_TASK DETAILS_
Transcribe all of the records word for word, please, omitting the pictures.

# # # #

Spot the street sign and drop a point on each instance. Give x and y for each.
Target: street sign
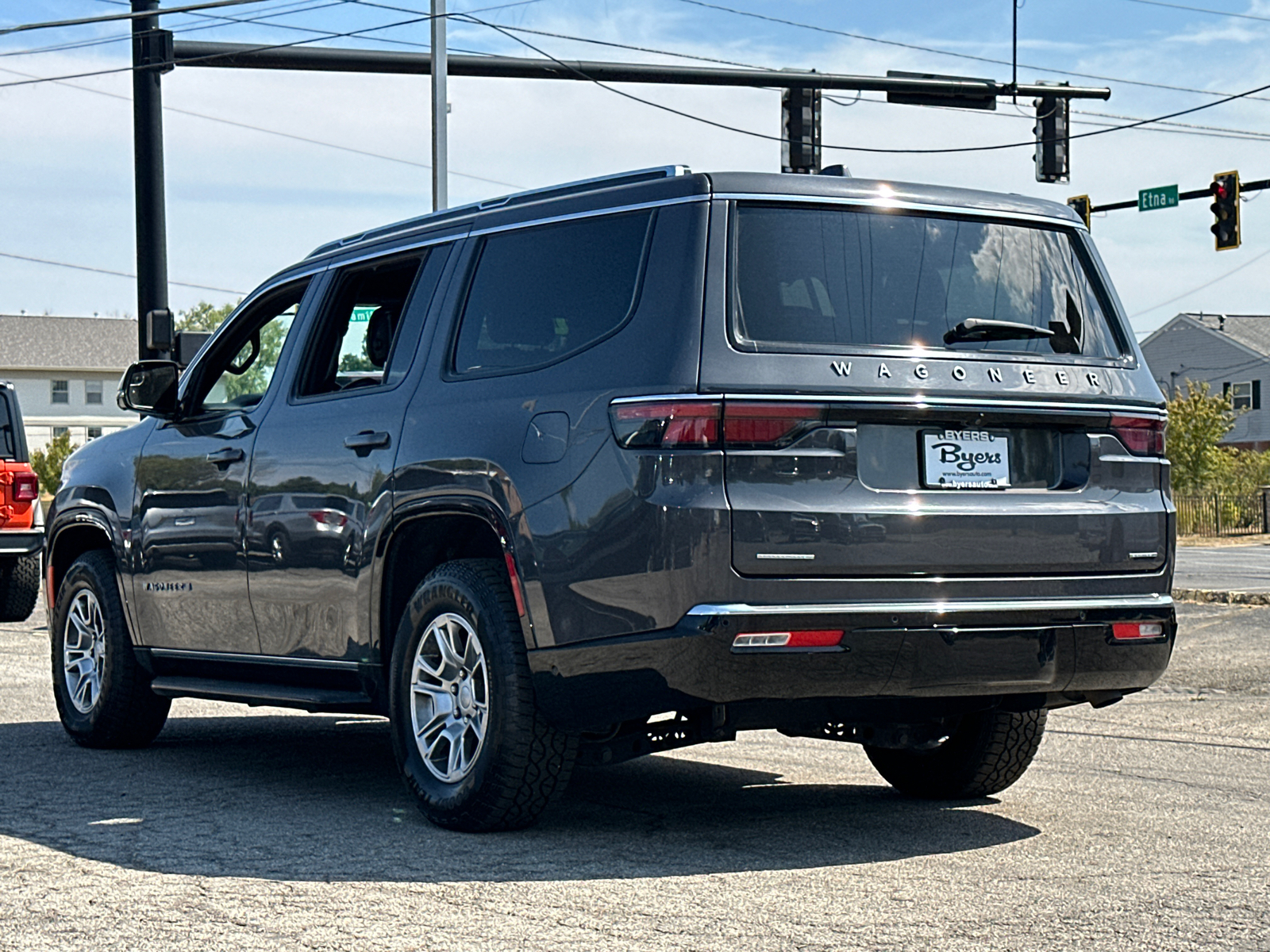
(1153, 198)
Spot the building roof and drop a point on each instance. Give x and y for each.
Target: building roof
(1251, 330)
(37, 343)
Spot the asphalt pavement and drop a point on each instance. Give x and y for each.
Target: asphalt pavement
(1223, 569)
(1145, 825)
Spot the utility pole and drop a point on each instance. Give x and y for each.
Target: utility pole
(152, 48)
(440, 109)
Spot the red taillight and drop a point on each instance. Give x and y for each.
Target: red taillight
(671, 424)
(1136, 631)
(25, 486)
(787, 639)
(1142, 436)
(768, 425)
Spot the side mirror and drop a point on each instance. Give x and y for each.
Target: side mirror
(149, 387)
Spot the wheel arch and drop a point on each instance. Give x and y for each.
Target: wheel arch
(70, 536)
(425, 537)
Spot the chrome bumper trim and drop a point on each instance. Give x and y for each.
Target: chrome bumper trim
(946, 607)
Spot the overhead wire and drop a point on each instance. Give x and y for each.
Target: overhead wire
(117, 274)
(960, 56)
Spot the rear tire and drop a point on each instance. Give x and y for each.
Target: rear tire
(467, 731)
(103, 695)
(984, 754)
(19, 588)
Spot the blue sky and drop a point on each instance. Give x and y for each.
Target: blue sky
(244, 203)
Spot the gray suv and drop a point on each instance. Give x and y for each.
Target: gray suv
(633, 463)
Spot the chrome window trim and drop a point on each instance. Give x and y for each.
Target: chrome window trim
(285, 660)
(977, 403)
(592, 213)
(945, 606)
(899, 205)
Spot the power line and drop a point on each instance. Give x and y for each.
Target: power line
(1203, 10)
(117, 274)
(852, 149)
(1206, 285)
(959, 56)
(277, 132)
(133, 16)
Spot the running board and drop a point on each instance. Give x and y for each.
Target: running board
(257, 695)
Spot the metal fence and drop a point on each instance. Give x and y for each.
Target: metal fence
(1221, 514)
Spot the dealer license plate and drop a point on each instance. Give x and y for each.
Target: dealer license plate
(965, 460)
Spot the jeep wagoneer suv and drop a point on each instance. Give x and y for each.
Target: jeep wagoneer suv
(635, 463)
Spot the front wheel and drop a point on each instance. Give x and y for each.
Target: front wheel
(467, 731)
(103, 695)
(983, 754)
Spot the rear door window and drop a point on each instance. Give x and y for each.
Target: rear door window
(543, 294)
(822, 278)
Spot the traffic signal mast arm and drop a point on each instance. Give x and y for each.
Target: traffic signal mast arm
(1206, 192)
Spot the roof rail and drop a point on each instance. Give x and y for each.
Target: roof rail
(537, 194)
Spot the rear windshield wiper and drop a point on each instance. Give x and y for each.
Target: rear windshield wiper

# # # #

_ANSWER FOR THE TASK_
Spot the street sign and drop a point on each instance. Give x and y for each.
Target: street sign
(1153, 198)
Spot the building roof and drop a point on each instance. Give x and y for each.
Target: building roof
(1251, 330)
(37, 343)
Spot the asphalt pavement and drop a point on each instance. Give x and y for each.
Target: asphalt pavement
(1223, 569)
(1145, 825)
Spot the utility pole and drop a point on each instance. Give x and y for each.
Target: utility pole
(152, 48)
(440, 109)
Spot the red taillight and drop a point on each instance. Give x and y for each.
Target: red taillight
(671, 424)
(1136, 631)
(25, 486)
(787, 639)
(1142, 436)
(768, 425)
Spot the side mirror and drop a point on each instance. Give x and y for each.
Target: side mirror
(149, 387)
Spot the wheel arch and drop a point on each instance. Give x and y for each.
Target: wheel arch
(70, 536)
(425, 537)
Spot the chrome bumper trim and drop a point on each instance. Give x and y for each.
Target: chrome bumper trim
(946, 607)
Spot the overhead wire and drop a point on each instance. Give x and y for each.
Target: overhead wire
(117, 274)
(960, 56)
Spot the rear tire and drop a point on each instance. Give x and y for each.
Target: rear tire
(467, 731)
(103, 695)
(984, 754)
(19, 588)
Spot the blue sky and drop a point on each instance. Give x and y for each.
Target: blue sky
(244, 203)
Spot the gray suv and drop a point on each instance. Give x and y for each.
Target: gray suv
(633, 463)
Spot the chrome window trim and drop a point on each instance. Give x and y for each.
Target: chrome window trim
(285, 660)
(977, 403)
(592, 213)
(945, 606)
(899, 205)
Spot the power line and drop a point on each instance. Give x and y for each.
Target: power line
(1203, 10)
(117, 274)
(852, 149)
(1206, 285)
(959, 56)
(277, 132)
(133, 16)
Spot the running board and drop a point on each instance. Give x and y for each.
Target: running board
(257, 695)
Spot the metal fence and drop a point on each instance. Give x and y for each.
Target: metal fence
(1221, 514)
Spot the dealer license plate and drop a point on each instance. Give x and y for each.
Target: dealer license plate
(965, 460)
Spot the jeep wagoneer suv and drop a point on each instance. Give x and y for each.
Target: jeep wagoneer suv
(635, 463)
Spot the front wheel and drop a point on each instance. Give x and y for each.
Target: front wheel
(467, 731)
(103, 695)
(983, 754)
Spot the rear door window and drop a point on each instance. Give x and y for each.
Target: rear door window
(543, 294)
(822, 278)
Spot the traffic signal mast arm and drop a point on each instance. Give x and y for each.
Target: traffic signal mast arm
(1206, 192)
Spot the roof rail and drop a point on each instance. Give x and y for each.
Target: roof rail
(537, 194)
Spot the rear windshield wiper and drop a point on each instance. Give x and y for each.
Target: rear windshield wiper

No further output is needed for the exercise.